• Written exercise
Write out the material below word for word, leaving every line unchanged.

• Exercise material
## Start
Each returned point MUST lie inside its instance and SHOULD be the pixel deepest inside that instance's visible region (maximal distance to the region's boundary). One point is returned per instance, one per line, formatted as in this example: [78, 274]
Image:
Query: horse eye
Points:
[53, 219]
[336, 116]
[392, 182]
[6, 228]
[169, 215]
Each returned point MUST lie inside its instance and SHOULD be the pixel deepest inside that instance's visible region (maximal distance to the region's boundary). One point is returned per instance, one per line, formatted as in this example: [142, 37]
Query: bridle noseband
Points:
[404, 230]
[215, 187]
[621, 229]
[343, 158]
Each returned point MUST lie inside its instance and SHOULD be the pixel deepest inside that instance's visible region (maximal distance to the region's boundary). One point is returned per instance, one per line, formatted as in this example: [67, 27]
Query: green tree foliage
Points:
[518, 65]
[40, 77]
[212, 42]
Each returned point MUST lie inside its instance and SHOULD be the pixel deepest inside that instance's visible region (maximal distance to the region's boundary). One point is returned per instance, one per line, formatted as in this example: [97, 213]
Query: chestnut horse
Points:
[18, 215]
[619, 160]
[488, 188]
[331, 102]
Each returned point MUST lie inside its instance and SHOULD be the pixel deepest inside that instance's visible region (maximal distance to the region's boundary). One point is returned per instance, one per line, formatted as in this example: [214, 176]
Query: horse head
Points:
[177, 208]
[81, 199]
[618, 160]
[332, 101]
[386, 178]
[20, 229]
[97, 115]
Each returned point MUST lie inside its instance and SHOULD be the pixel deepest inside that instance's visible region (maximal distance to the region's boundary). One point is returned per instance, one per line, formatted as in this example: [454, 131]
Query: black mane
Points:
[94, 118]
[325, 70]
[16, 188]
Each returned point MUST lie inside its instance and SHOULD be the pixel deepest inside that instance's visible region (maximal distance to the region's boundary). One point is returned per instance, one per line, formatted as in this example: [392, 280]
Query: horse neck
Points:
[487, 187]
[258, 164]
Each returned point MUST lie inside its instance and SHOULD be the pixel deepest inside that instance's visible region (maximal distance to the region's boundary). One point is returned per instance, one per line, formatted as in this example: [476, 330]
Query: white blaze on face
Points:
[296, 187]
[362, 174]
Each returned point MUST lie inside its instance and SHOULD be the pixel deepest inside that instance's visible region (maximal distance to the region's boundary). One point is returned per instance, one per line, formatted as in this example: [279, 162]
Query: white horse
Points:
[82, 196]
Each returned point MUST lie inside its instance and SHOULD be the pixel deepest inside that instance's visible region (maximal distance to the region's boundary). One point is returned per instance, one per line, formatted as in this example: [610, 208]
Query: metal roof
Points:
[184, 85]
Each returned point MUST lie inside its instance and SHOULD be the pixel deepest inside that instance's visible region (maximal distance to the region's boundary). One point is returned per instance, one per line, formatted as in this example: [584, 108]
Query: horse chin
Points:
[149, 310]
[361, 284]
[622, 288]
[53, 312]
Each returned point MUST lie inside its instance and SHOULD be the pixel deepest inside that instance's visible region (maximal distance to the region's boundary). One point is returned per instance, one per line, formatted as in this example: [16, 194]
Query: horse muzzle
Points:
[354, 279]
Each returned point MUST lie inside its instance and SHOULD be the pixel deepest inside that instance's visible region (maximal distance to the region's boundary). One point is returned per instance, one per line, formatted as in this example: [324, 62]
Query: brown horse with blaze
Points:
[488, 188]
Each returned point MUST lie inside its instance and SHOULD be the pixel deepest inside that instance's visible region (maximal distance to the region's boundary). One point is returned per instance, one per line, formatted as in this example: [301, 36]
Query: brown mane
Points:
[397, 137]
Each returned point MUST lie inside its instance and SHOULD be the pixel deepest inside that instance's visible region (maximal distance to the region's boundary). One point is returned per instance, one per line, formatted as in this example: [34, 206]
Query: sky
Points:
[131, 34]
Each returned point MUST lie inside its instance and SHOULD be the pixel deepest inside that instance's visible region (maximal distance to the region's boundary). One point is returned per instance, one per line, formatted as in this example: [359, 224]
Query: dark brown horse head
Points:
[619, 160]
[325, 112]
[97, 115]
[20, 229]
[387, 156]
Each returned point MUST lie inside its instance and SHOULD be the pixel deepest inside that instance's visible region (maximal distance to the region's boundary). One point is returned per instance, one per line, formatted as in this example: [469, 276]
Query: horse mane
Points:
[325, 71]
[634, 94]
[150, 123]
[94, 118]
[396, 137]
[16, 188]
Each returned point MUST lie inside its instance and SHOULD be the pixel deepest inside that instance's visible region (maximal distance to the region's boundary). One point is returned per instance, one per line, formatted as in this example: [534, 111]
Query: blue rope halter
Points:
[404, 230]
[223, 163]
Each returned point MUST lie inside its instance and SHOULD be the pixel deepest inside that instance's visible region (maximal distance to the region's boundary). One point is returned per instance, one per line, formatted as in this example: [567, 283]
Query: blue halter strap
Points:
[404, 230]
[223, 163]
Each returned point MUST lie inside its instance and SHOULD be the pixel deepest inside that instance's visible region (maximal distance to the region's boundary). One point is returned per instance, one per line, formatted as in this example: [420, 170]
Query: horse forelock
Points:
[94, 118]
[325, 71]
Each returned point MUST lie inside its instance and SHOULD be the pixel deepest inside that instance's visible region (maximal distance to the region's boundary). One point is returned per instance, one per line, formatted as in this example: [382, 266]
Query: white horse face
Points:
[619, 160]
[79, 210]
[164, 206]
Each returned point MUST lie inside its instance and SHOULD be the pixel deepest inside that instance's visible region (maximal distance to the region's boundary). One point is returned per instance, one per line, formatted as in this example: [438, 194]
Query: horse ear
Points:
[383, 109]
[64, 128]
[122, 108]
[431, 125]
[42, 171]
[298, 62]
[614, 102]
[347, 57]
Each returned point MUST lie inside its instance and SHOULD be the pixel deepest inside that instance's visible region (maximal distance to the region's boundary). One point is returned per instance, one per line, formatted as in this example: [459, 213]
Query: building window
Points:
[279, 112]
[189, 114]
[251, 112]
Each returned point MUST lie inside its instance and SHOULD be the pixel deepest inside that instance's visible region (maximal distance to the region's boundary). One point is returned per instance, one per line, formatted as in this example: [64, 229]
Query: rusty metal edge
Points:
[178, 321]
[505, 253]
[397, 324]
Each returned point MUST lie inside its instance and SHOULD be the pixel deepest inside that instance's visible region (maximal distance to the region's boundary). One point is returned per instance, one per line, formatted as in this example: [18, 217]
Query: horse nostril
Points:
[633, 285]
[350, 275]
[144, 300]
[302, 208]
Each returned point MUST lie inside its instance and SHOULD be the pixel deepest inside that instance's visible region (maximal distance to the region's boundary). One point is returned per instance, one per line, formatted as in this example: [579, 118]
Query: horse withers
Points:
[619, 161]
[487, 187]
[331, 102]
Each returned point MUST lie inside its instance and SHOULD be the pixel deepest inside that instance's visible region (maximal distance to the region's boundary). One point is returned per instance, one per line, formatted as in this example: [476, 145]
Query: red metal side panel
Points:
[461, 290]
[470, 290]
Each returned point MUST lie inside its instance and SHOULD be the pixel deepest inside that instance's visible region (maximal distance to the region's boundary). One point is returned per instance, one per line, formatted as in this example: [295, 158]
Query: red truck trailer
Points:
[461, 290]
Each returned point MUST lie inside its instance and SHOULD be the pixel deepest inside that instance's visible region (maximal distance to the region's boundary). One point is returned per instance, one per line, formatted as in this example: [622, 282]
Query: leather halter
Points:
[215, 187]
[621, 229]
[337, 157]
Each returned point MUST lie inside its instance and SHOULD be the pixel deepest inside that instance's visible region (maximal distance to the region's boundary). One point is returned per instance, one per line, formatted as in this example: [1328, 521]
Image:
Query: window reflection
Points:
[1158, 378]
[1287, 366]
## End
• Answer to the exercise
Each returned point MUST lie inside its instance and SHOULD be the pixel deepest inside that instance's visible region (maximal distance to the region's boundary). One point is returned per instance, one per line, formatted as in this example: [78, 274]
Image:
Query: horse eye
Points:
[53, 219]
[336, 116]
[392, 182]
[6, 228]
[169, 215]
Each returned point MUST lie inside its instance and SHOULD be the pixel deepest inside that instance's visible region (maximal distance to the region's boundary). One point is returned per instance, one per line, formatted as in this example: [142, 37]
Query: bridle noseband
Points:
[404, 230]
[215, 187]
[621, 229]
[343, 158]
Each returned point MUST lie inside its instance and SHOULD be the pixel deepest inside that instance's visible region (maximal distance to the region's boundary). One point is returned per instance, one per line, formatted as in this example: [67, 27]
Query: green tree foliage
Points:
[518, 65]
[40, 77]
[212, 42]
Each returned point MUST lie inside its instance and SHOULD be the pixel deepest inside that instance's visible region (maximal distance to the region's boundary). One point is returned per instance, one per line, formatted as in this example: [97, 213]
Query: chestnut horse
Points:
[18, 215]
[619, 160]
[488, 188]
[331, 102]
Each returned point MUST lie inside its instance and SHOULD be the pixel deepest inside that instance's visible region (maximal distance to the region's boundary). One point is returned per instance, one per line, formatted as in this example: [214, 176]
Query: horse head
Points:
[177, 208]
[81, 199]
[618, 160]
[332, 101]
[386, 178]
[20, 229]
[97, 115]
Each returned point MUST lie inside its instance and SHOULD be the pixel deepest inside that instance's visible region (maximal distance to the region's boundary). One point is returned per instance, one per line, formatted as in this example: [454, 131]
Query: black mane
Points:
[94, 118]
[325, 70]
[16, 188]
Each returned point MUST lie inside its instance and SHOULD be the pixel deepest inside that instance's visible region (maximal distance to the region's boundary). One point is returned per instance, one per line, formatted as in this example: [392, 280]
Query: horse neck
Points:
[487, 187]
[258, 164]
Each returned point MUST lie inside its instance and SHOULD be the pixel deepest inside that instance's visible region (maximal distance to the region's boundary). One point is returned per instance, one per line, formatted as in this example: [476, 330]
Query: white blaze on face
Points:
[296, 187]
[362, 174]
Each returned point MUST lie inside its instance and SHOULD be the pixel deepest inside that instance's visible region (maximal distance to the region's boundary). One point is returned per instance, one per line, formatted as in this example: [279, 162]
Query: white horse
Points:
[82, 196]
Each returned point MUST lie inside its instance and SHOULD be the pixel deepest inside that instance's visible region (maximal distance to the region's boundary). One point is returned per instance, one per line, formatted as in this example: [610, 208]
Query: metal roof
Points:
[184, 85]
Each returned point MUST lie inside its instance and SHOULD be the pixel deepest inside that instance's visible region (maximal distance to the region's boundary). One point is returned per instance, one per line, formatted as in this example: [584, 108]
Query: horse chin
Points:
[149, 310]
[361, 284]
[622, 288]
[53, 312]
Each returned point MUST lie inside its instance and SHOULD be the pixel deepest inside that instance's visible region (maximal distance to the region's boundary). One point is returned per instance, one per line, formatted as in this example: [16, 194]
Query: horse muzzle
Points:
[354, 279]
Each returned point MUST lie inside its instance and SHOULD be the pixel deepest inside that instance's visible region (maximal distance to the region's boundary). One point is returned per instance, one per line, formatted as in this example: [324, 62]
Query: brown horse with blaze
Points:
[488, 188]
Each returned point MUST lie inside its instance and SHOULD be the pixel deepest inside that instance's visible region (maximal distance to the region's boundary). One point is returned per instance, one per line, formatted as in this example: [301, 36]
Query: brown mane
Points:
[397, 137]
Each returned point MUST lie inside its instance and SHOULD be the pixel deepest inside that instance's visible region (maximal distance to the region's boundary). One point is returned per instance, one per line, formatted as in this example: [34, 206]
Query: sky
Points:
[131, 34]
Each returned point MUST lie inside its instance and SHOULD be the pixel deepest inside that instance's visible region (maximal distance to the region's boundary). One point is returned per instance, one per line, formatted as in this example: [359, 224]
Query: dark brown horse head
Points:
[619, 160]
[325, 112]
[97, 115]
[20, 229]
[387, 156]
Each returned point MUST lie inside its instance and SHOULD be the pixel deepest inside that instance's visible region (maximal distance to the region's boundary). One point is returned per instance, one per line, formatted as in this example: [469, 276]
Query: horse mane
Points:
[325, 71]
[634, 94]
[150, 123]
[94, 118]
[396, 137]
[16, 188]
Each returned point MUST lie inside its instance and SHOULD be the pixel deepest inside that instance's visible region (maximal distance to the region's boundary). One point is returned per instance, one per line, formatted as in this example: [534, 111]
Query: blue rope halter
Points:
[404, 230]
[223, 163]
Each returned point MUST lie inside its instance and SHOULD be the pixel deepest inside that instance's visible region (maximal distance to the region's boundary). One point is returned per instance, one per line, formatted as in this example: [567, 283]
Query: blue halter strap
Points:
[404, 230]
[223, 163]
Each returned point MUST lie inside its instance and SHOULD be the pixel deepest inside that instance's visible region (maximal distance to the region's boundary). One point is returned per instance, one per line, formatted as in this example: [420, 170]
Query: horse forelock
Points:
[94, 118]
[325, 71]
Each returned point MUST lie inside its instance and SHOULD be the pixel deepest inside that instance's visible region (maximal distance to the region's boundary). One point is returned per instance, one per line, formatted as in this example: [382, 266]
Query: white horse face
Points:
[619, 160]
[79, 210]
[164, 206]
Each returned point MUST lie inside its instance and SHOULD be the pixel deepest inside that instance's visible region (maximal distance to the region's boundary). One point is returned per instance, one per line, formatted as in this example: [438, 194]
Query: horse ear
Points:
[383, 109]
[64, 128]
[122, 108]
[431, 125]
[42, 171]
[298, 62]
[614, 102]
[347, 57]
Each returned point MUST lie inside its instance and SHOULD be the pixel deepest inside that instance's visible region (maximal distance to the region's boundary). One point is returned per instance, one per line, formatted as in this example: [459, 213]
Query: building window
Points:
[279, 112]
[189, 114]
[251, 112]
Each returned point MUST lie inside its instance and SHOULD be the pixel deepest inside that instance's visible region (maximal distance to the region's boundary). One point is returned per instance, one per line, formatted as in this example: [64, 229]
Query: rusty metal edge
Points:
[178, 321]
[505, 253]
[397, 324]
Each returned point MUST lie inside its instance and SHOULD be the pixel deepest inside that instance's visible region (maximal distance to the region's boundary). One point is returned per instance, one per line, formatted as in this example: [18, 217]
Query: horse nostril
Points:
[633, 285]
[350, 275]
[144, 300]
[302, 208]
Each returned point MUST lie inside its instance and SHOULD be the pixel deepest inside that instance's visible region (maximal distance to the region's boundary). One point is returned per instance, one per line, formatted as in this example: [579, 118]
Query: horse withers
Points:
[619, 161]
[487, 187]
[331, 102]
Each returned point MUST lie inside its instance and SHOULD be the pixel deepest inside that instance's visible region (maximal distance to the region's boundary). One point is returned per instance, one per line, formatted as in this example: [476, 145]
Query: red metal side panel
Points:
[461, 290]
[470, 290]
Each returned point MUST lie inside its instance and SHOULD be the pixel deepest inside that instance's visible region (maximal distance to the region's boundary). One point is returned per instance, one per line, formatted as in this example: [295, 158]
Query: red truck trailer
Points:
[461, 290]
Each returned point MUST lie inside its instance and SHOULD be the pixel deepest inside that instance's visible region (maximal distance to the region's boundary). One point is returned per instance, one per line, formatted as in this example: [622, 282]
Query: leather halter
Points:
[215, 187]
[621, 229]
[337, 157]
Each returned point MUST lie inside its instance and SHOULD be the pixel deepest inside that instance's visible region (maximal distance to the region's boundary). One point is returned per instance, one per line, formatted as in this example: [1328, 521]
Image:
Query: window reflection
Points:
[1158, 378]
[1287, 366]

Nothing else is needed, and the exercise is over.